*** Record set ***

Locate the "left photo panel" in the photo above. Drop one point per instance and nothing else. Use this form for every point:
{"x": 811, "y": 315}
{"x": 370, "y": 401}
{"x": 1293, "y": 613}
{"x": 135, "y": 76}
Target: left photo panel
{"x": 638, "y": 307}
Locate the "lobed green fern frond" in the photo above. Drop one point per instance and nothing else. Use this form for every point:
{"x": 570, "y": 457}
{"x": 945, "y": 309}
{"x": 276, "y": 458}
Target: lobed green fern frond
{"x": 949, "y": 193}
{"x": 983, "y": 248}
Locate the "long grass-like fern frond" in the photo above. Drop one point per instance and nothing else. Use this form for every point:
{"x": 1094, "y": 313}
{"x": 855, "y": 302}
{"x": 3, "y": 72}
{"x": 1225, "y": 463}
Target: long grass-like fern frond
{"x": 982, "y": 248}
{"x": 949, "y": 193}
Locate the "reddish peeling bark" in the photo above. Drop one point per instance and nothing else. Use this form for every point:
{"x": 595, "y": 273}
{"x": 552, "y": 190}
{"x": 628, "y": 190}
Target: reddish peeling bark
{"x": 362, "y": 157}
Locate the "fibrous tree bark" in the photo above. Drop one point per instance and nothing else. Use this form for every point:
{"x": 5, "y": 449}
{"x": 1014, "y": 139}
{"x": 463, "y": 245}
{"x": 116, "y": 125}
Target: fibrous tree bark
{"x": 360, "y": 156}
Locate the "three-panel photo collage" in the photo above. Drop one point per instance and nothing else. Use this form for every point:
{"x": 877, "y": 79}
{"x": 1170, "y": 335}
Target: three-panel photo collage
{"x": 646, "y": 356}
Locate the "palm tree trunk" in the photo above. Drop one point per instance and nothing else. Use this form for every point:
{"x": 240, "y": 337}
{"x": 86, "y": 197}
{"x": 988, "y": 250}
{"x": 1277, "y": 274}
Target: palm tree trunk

*** End of Record set ***

# Problem
When a line contains the string "trunk", copy it from the records.

# Output below
Locate the "palm tree trunk" in the photo above. Drop one point per instance and nothing else. Use this form for every point:
Target: palm tree trunk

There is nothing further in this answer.